**Given text**
::::::::::
10

I saw this quote in someone's forum sig file (signature): "Tantum religio potuit suadere malorum." - Lucretius

Curious, I consulted Google Translate, which my professional translator brother cautions against. I think he knows of what he speaks, as Google Translate renders the quote as:

religion in persuading bad

This result even has their "Translation verified by Translation Community" icon! I was not convinced.

I therefore searched about and discovered several (similar, but not identical) translations.


An article on NewEpicurean.com translates the Latin as:

So much does religion have the power to persuade to evil deeds.


Wiktionary offers three translations.

Under Etymology:

Literally "To such heights of evil has religion been able to drive men." From Lucretius' De Rerum Natura, Book I, 101.

Under Proverb:

The practice of religion leads people to practise evil.

And under quotations:

c. 99 BCE – 55 BCE, Lucretius, De rerum natura 1.101:

Tantum religio potuit suadere malorum.
::::::::::
**Tasks to perform**
1. According to the passage on the Lucretius quote, how does Google Translate render the Latin quote?
2. Locate every line in the entries that contains the word "green", treating uppercase and lowercase as different.
The passage on the Lucretius quote and the entries below it have no connection to each other.
::::::::::
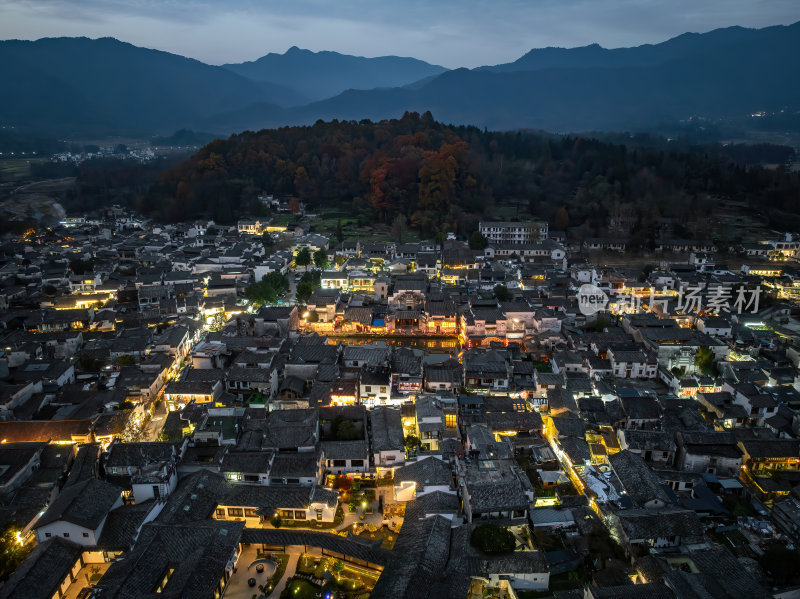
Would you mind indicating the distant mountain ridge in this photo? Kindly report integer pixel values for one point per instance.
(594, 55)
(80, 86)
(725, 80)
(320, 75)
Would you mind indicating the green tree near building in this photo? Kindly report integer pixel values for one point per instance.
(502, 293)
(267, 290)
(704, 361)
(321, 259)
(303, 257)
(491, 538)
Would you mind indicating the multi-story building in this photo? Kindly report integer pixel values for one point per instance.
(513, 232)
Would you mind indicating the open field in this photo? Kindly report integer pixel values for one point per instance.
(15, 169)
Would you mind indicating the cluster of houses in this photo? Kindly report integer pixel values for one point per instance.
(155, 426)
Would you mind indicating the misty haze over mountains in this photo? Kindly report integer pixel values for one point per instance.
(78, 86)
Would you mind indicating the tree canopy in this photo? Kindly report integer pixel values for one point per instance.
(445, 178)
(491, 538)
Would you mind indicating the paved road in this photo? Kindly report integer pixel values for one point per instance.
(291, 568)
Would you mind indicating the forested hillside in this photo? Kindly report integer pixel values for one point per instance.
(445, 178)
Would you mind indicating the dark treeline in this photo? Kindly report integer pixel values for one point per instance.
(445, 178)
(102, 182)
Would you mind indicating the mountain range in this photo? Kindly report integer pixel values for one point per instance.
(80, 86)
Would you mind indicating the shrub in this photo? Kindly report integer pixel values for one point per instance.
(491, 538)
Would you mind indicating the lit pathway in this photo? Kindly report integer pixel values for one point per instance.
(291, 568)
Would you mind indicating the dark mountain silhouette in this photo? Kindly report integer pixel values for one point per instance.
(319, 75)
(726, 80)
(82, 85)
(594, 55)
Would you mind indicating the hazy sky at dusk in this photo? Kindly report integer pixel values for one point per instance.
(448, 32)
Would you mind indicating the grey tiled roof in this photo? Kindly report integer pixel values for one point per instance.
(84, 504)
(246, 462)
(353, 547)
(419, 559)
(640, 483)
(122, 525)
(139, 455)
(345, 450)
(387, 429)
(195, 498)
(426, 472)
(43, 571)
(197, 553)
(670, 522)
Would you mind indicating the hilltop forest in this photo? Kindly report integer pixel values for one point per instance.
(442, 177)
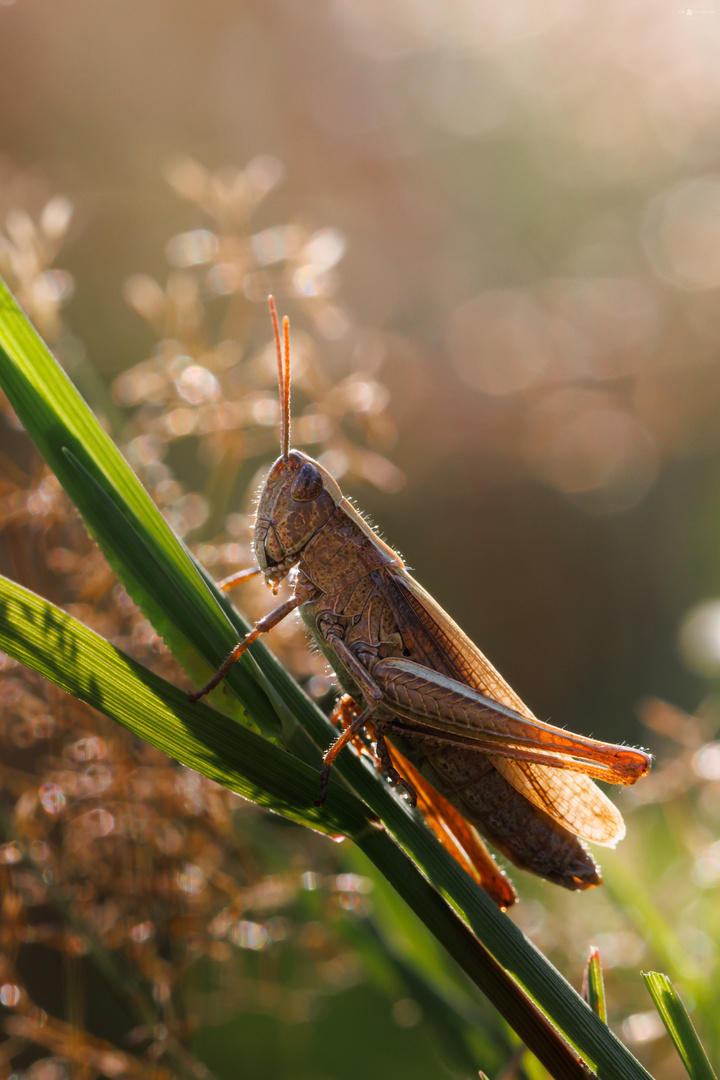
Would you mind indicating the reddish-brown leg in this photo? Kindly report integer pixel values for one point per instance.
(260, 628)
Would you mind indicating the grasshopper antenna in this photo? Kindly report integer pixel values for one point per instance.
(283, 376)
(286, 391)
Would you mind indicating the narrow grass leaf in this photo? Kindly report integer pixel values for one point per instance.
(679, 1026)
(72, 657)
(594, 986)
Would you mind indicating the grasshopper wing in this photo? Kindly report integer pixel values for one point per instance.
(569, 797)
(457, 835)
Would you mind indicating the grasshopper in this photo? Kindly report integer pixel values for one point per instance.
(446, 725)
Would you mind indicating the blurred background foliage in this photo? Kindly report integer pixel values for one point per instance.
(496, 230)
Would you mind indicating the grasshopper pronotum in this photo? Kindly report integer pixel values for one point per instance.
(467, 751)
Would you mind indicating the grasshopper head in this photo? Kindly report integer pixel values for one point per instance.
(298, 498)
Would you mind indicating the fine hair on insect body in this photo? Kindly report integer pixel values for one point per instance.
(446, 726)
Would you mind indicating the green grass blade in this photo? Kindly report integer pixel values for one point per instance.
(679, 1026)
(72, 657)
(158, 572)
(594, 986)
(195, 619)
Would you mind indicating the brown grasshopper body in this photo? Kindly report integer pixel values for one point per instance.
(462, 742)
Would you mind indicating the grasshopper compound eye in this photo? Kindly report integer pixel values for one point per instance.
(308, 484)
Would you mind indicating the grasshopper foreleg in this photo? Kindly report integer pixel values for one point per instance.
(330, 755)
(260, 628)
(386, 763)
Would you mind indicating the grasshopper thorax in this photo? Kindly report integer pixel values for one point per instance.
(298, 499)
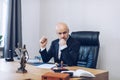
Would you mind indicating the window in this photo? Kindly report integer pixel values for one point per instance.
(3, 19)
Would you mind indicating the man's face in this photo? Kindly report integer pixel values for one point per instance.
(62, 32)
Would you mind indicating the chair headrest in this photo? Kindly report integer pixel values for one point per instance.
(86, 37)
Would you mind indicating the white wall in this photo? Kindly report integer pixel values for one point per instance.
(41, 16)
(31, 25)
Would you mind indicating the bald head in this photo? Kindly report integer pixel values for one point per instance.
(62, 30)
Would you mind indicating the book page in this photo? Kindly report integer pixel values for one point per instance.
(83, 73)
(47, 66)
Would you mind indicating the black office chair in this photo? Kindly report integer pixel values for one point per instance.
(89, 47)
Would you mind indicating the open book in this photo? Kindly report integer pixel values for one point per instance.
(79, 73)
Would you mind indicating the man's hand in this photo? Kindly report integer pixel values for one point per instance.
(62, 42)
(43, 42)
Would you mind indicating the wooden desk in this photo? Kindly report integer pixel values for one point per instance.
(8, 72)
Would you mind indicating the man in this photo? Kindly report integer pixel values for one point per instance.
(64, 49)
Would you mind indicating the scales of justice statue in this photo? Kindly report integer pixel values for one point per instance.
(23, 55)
::::::::::
**Answer set**
1. Google Translate renders it as "religion in persuading bad."

2.
Would you mind indicating the green tree near building in this photo? Kindly report integer pixel values for one point per instance.
Would you mind indicating the green grass blade in this photo? Kindly report integer pixel values for one point per instance.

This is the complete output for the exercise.